GIVEN INSTRUCTION:
Render the material from the line containing "Task: point: the damaged" through the end as a JSON list of strings, one string per line, leaving out blank lines.
────────────────
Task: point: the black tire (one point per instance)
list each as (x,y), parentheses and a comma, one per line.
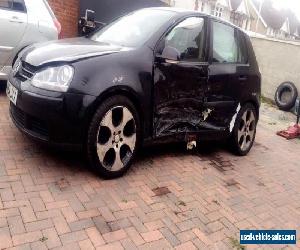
(286,95)
(112,103)
(234,139)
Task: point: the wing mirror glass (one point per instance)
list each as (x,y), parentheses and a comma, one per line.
(171,54)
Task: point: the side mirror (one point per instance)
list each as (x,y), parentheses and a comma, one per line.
(171,54)
(90,15)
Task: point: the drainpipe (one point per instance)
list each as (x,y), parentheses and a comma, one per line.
(259,12)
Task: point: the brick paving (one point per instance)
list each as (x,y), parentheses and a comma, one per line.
(50,200)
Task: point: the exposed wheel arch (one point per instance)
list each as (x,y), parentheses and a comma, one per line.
(255,104)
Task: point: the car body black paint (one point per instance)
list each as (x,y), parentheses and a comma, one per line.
(174,100)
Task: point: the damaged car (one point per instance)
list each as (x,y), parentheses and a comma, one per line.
(154,75)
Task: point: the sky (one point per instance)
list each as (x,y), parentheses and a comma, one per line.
(291,4)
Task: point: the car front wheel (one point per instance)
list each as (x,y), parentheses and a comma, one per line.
(244,131)
(113,137)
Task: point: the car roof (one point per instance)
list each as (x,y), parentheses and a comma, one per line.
(183,12)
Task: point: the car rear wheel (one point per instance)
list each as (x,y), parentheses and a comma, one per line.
────────────────
WRITTEN ANSWER:
[
  "Task: point: the damaged car (one point per instance)",
  "list each as (x,y), parentheses and a comma, one per line.",
  "(154,75)",
  "Task: point: the sky (one point per instance)",
  "list each as (x,y), parentheses and a comma, one per line.",
  "(291,4)",
  "Task: point: the car front wheel (one point per instance)",
  "list each as (x,y), parentheses and a comma, one per line.",
  "(244,131)",
  "(113,137)",
  "Task: point: the car roof (one point per instance)",
  "list each as (x,y), parentheses and a comma, one per line.",
  "(183,12)",
  "Task: point: the car rear wheel (one point per instance)",
  "list each as (x,y), parentheses and a comma, one per line."
]